§ **The exercise**: Set down the material below word for word, excluding the pictures.

§ **Supplied data**:
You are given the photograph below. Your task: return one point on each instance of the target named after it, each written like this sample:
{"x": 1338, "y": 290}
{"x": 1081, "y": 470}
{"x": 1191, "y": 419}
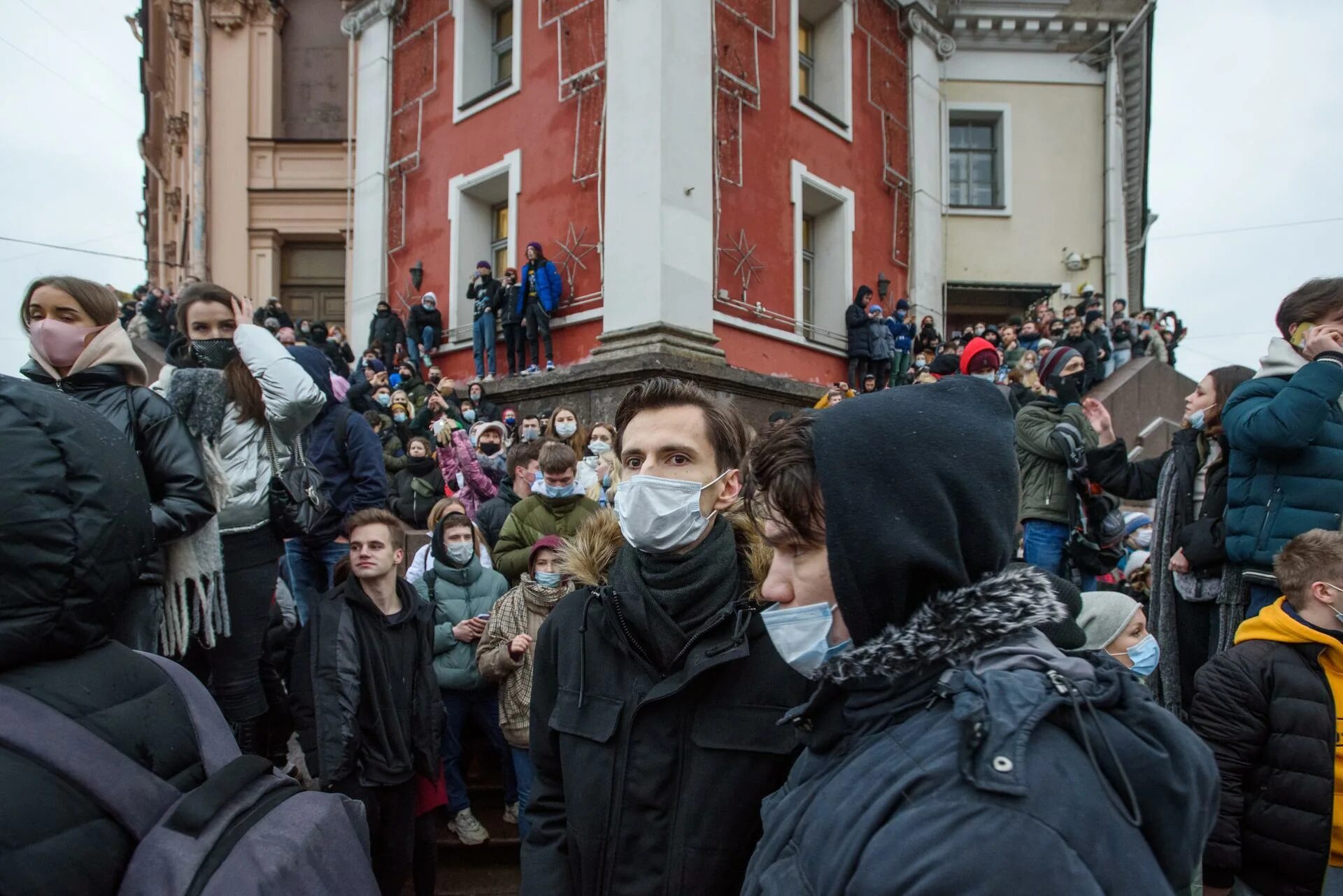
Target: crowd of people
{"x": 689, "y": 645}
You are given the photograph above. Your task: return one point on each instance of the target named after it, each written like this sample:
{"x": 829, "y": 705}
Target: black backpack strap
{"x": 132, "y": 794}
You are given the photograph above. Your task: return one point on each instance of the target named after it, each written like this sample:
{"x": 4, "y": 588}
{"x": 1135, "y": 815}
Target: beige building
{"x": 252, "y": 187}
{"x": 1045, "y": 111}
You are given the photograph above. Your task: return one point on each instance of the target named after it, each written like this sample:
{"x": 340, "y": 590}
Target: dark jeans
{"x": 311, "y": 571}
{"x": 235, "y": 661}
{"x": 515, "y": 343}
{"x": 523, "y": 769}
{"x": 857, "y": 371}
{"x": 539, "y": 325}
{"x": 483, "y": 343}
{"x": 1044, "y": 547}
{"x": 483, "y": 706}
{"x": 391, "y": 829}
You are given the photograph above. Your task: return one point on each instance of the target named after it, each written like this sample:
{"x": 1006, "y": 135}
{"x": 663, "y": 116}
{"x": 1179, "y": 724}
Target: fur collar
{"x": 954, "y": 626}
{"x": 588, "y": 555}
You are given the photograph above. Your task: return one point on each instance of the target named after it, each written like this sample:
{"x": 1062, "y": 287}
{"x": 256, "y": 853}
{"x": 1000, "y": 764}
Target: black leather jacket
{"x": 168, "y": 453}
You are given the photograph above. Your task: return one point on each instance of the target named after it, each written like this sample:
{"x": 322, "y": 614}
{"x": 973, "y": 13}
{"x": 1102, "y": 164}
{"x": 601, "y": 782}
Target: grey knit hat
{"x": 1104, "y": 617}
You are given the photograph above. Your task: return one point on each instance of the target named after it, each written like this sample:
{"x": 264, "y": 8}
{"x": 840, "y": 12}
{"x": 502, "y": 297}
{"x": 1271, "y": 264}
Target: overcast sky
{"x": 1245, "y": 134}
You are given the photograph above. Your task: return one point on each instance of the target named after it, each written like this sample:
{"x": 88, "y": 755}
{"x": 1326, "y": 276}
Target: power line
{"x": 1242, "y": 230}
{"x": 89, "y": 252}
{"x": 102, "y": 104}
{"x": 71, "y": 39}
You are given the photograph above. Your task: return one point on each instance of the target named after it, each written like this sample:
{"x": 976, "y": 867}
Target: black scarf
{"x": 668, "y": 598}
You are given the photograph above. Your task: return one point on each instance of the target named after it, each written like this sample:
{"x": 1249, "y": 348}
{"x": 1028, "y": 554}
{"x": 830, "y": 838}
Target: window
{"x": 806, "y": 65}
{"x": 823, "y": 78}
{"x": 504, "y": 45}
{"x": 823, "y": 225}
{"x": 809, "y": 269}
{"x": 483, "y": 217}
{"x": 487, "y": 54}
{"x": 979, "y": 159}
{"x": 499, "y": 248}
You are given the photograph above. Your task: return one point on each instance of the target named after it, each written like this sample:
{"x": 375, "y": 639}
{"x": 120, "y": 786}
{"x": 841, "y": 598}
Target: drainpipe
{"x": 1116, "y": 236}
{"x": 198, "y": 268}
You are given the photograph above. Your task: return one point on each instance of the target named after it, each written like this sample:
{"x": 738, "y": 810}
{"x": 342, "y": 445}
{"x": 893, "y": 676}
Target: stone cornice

§ **Correct response**:
You are given the photograph below. Your task: return one point on each instance of the target named after it, each written like this sample:
{"x": 1338, "y": 290}
{"x": 1081, "y": 470}
{"x": 1191, "y": 419}
Target: crowd of people
{"x": 689, "y": 645}
You are given the photograph above. Your task: return one point on each instance of the target named after it, each written like this sample:
{"x": 829, "y": 705}
Target: black backpack strap
{"x": 132, "y": 794}
You are given the photograph above. Your task: return one point on each instance of the target named after it, each written like this sample:
{"x": 4, "y": 588}
{"x": 1135, "y": 815}
Target: beige building
{"x": 252, "y": 187}
{"x": 1045, "y": 111}
You are given the photograph above. Your task: return one point on each instance of the target named after it, each written like this sample:
{"x": 340, "y": 590}
Target: dark jeans
{"x": 311, "y": 571}
{"x": 235, "y": 661}
{"x": 515, "y": 343}
{"x": 523, "y": 769}
{"x": 857, "y": 371}
{"x": 539, "y": 325}
{"x": 483, "y": 343}
{"x": 1044, "y": 547}
{"x": 483, "y": 706}
{"x": 391, "y": 829}
You are given the photograph above. Your task: return one point on each instance of the target named after it, each written like this sample:
{"x": 1006, "y": 135}
{"x": 663, "y": 116}
{"x": 1179, "y": 724}
Target: fur collar
{"x": 954, "y": 626}
{"x": 588, "y": 555}
You are given the photograph above. Your task: return one point on each instance of the target named after it, each written like this sample:
{"x": 1062, "y": 287}
{"x": 256, "y": 853}
{"x": 1000, "y": 764}
Target: black leather jacket
{"x": 168, "y": 453}
You are given the photograph above. Your task: return one point on each instance of the target named after it, each written like this sample:
{"x": 322, "y": 614}
{"x": 973, "y": 13}
{"x": 1102, "y": 164}
{"x": 601, "y": 782}
Target: grey knit hat
{"x": 1104, "y": 617}
You are given the photograph above. Your task: return one point on each instance of the target named after it, each written like this sample:
{"x": 264, "y": 8}
{"x": 840, "y": 12}
{"x": 502, "y": 297}
{"x": 1271, "y": 264}
Target: overcast sky
{"x": 1245, "y": 134}
You are given the photograph above. Your task: return one point on each instance of the target named after it, each written like this sample:
{"x": 88, "y": 755}
{"x": 1326, "y": 276}
Target: power line
{"x": 1242, "y": 230}
{"x": 89, "y": 252}
{"x": 102, "y": 104}
{"x": 71, "y": 39}
You are given the photograph above. Your task: return one point on each instance of the target named after it, each written like this sample:
{"x": 976, "y": 867}
Target: black scarf
{"x": 668, "y": 598}
You are given the photograph above. Your task: return one point on each instance of the target named after it, each written like this sample:
{"x": 1249, "y": 348}
{"x": 1028, "y": 554}
{"x": 830, "y": 838}
Target: window
{"x": 806, "y": 65}
{"x": 823, "y": 78}
{"x": 504, "y": 45}
{"x": 823, "y": 225}
{"x": 809, "y": 269}
{"x": 483, "y": 217}
{"x": 487, "y": 54}
{"x": 979, "y": 159}
{"x": 499, "y": 248}
You are given the photograph above. Your task: return one point on each instance of the target named after it, each written like this sample:
{"x": 375, "y": 639}
{"x": 120, "y": 786}
{"x": 841, "y": 598}
Target: drainpipe
{"x": 1116, "y": 236}
{"x": 198, "y": 268}
You are given the photograph above. Your task: return one point on each instance of the target named after it, each written like this sample:
{"x": 738, "y": 810}
{"x": 342, "y": 445}
{"x": 893, "y": 676}
Target: stone cornice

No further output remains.